* begin PROVIDED ENTRIES *

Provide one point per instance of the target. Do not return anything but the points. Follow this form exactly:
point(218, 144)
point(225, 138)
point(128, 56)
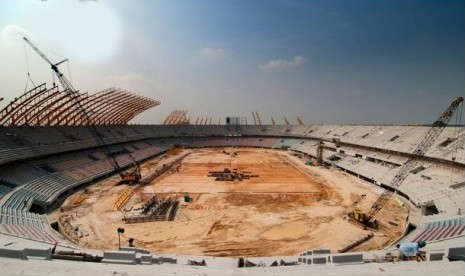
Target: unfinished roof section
point(49, 107)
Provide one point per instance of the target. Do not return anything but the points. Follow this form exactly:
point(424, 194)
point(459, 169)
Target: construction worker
point(411, 250)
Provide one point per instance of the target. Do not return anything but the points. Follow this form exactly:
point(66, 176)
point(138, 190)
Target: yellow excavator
point(368, 219)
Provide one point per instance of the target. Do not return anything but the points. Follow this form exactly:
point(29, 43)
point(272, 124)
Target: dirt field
point(289, 208)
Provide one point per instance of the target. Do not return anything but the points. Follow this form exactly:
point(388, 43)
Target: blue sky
point(326, 61)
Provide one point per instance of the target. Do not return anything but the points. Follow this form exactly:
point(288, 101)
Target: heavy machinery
point(368, 219)
point(132, 175)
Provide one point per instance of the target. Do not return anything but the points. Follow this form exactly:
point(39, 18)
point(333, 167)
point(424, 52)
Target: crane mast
point(423, 146)
point(133, 176)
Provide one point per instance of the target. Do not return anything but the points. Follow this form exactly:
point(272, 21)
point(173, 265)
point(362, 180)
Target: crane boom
point(425, 144)
point(75, 96)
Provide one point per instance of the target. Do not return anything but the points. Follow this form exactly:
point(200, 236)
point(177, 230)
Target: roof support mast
point(73, 94)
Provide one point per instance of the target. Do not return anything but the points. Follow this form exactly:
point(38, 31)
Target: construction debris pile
point(231, 175)
point(155, 210)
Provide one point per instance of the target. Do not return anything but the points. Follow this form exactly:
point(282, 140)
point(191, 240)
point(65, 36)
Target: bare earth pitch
point(289, 208)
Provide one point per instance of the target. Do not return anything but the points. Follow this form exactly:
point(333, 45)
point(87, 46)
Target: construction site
point(222, 188)
point(286, 208)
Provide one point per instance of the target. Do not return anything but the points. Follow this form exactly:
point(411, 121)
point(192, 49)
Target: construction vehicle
point(368, 219)
point(319, 153)
point(131, 176)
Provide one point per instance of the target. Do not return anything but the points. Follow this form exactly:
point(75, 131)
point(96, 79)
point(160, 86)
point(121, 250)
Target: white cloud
point(14, 32)
point(129, 81)
point(283, 63)
point(213, 52)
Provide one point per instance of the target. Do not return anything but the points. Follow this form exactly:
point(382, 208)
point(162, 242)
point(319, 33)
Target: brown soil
point(288, 209)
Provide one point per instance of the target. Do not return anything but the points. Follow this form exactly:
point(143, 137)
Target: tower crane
point(368, 219)
point(131, 176)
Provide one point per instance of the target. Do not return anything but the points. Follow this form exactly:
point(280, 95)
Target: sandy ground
point(288, 209)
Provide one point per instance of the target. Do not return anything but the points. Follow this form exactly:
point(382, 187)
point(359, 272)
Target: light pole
point(120, 231)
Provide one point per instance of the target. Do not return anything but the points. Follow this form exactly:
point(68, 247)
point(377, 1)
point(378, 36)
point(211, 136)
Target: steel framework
point(48, 107)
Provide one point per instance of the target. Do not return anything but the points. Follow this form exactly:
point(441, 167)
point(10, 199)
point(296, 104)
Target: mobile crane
point(368, 219)
point(131, 176)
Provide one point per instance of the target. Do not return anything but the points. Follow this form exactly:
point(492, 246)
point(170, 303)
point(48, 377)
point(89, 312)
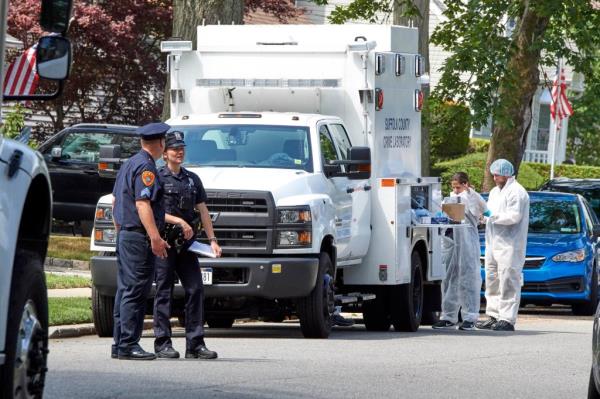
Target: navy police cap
point(174, 140)
point(153, 130)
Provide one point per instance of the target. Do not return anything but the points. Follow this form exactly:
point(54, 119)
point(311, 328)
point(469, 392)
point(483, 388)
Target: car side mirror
point(53, 58)
point(359, 167)
point(55, 15)
point(56, 153)
point(109, 160)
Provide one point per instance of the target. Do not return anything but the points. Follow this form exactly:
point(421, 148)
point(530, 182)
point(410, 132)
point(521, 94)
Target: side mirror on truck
point(109, 160)
point(358, 164)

* end PROVIDED ENTRIES *

(WHAT YOU HAVE TO DO) Update the entries from the start through the line containing "point(326, 61)": replace "Follow this form exactly" with "Use this format exactly" and keep everything else the same. Leave the pictures out of your answer.

(RESULT FOR THIS TASK)
Provide one point per instance of the target. Do not return anything but the points. Use this format exactly:
point(218, 144)
point(225, 138)
point(128, 56)
Target: unfinished roof section
point(49, 107)
Provide one point per instance of the target. Do not return anything but the points. Use this format exactly:
point(424, 194)
point(459, 169)
Target: construction worker
point(411, 250)
Provide one point per instance of the target. Do not return anything but the points. Use this format exactly:
point(66, 176)
point(138, 190)
Target: yellow excavator
point(368, 219)
Provide one point per instance of the target. Do not return anything but the points. Use this format exactly:
point(29, 43)
point(272, 124)
Target: dirt field
point(289, 208)
Provide one point per instance of the target. Do not return anything but the points. Use this format exactly:
point(388, 43)
Target: blue sky
point(326, 61)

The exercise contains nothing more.